"You're Not My Real Parents"—Words That Burn and Linger
There’s no universal way that people feel about being adopted. For Alexander, it was a slow layering of emotions—some clear, some confusing, all deeply felt.
"You're Not My Real Mom. You're Not My Real Dad."
Alexander remembers saying it. One time. Just once. “I was mad,” Alexander said. “I told them, ‘You’re not my real parents.'”
He didn’t mean it. Not in the way it sounded.
And almost instantly, regret moved in. “I felt terrible the second it came out. Of course, they’re real. But so many times, I had been asked, ‘Where are your REAL parents?’ And I didn’t know.”
Sometimes, pain shows up uninvited. It slips through the cracks when you’re young and don’t have the words. Not because you aren’t loved, but because your story has parts you still don’t understand.

At School, Blending In Meant Keeping Quiet
The school environment didn’t always offer relief. It brought questions and sometimes comparisons. There was that lingering feeling of being different, even in a crowd.
“I didn’t talk about being adopted much. At the time, I thought the other kids might think I was weird or something was wrong with me,” Alexander explained. He felt pressure to blend in when his story felt different. And sometimes, silence is easier than explaining something people might not understand. Sometimes, it feels safer that way.

▸ Records:

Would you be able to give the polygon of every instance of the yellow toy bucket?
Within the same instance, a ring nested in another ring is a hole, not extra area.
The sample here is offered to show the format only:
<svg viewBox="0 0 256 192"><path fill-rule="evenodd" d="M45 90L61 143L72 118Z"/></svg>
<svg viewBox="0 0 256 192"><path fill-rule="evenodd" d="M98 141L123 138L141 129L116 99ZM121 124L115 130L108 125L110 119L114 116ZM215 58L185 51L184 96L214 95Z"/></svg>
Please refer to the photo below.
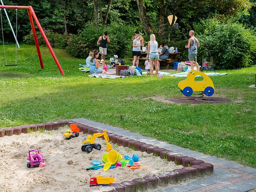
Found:
<svg viewBox="0 0 256 192"><path fill-rule="evenodd" d="M108 153L105 153L104 154L104 155L103 155L103 156L102 157L102 161L103 161L103 162L104 163L106 163L108 162Z"/></svg>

▸ Required action: Extend the article above about Alexander's experience of being adopted, picking up after its final sentence.

▸ Task output:
Even before he started questioning the “why” and the “what if” of his adoption story, he knew this: He had been given a name, and people who called him “theirs.”


Comparing Identity with Siblings—Adopted and Biological
There were seven kids in the house. Two adopted. Five biological.
“I didn’t feel left out,” he said. “But I noticed.”
He watched how the others shared smiles, features, and gestures, and he wondered.
“Who do I look like?”
It wasn’t envy.
It was something quieter. A soft ache that settled in and never really left.
Why Every Adoptee's Voice Deserves Space
There’s often an expectation for adoptees to feel nothing but gratitude. But Alexander offers something more honest.
“I love my family. I wouldn’t change being adopted,” he said.
Still, he wishes more people understood what it can feel like not knowing your beginnings.
He believes adoptees deserve room to speak, even if their stories are messy and their questions go unanswered.
Because being adopted doesn’t come with a script. And Alexander is still writing his.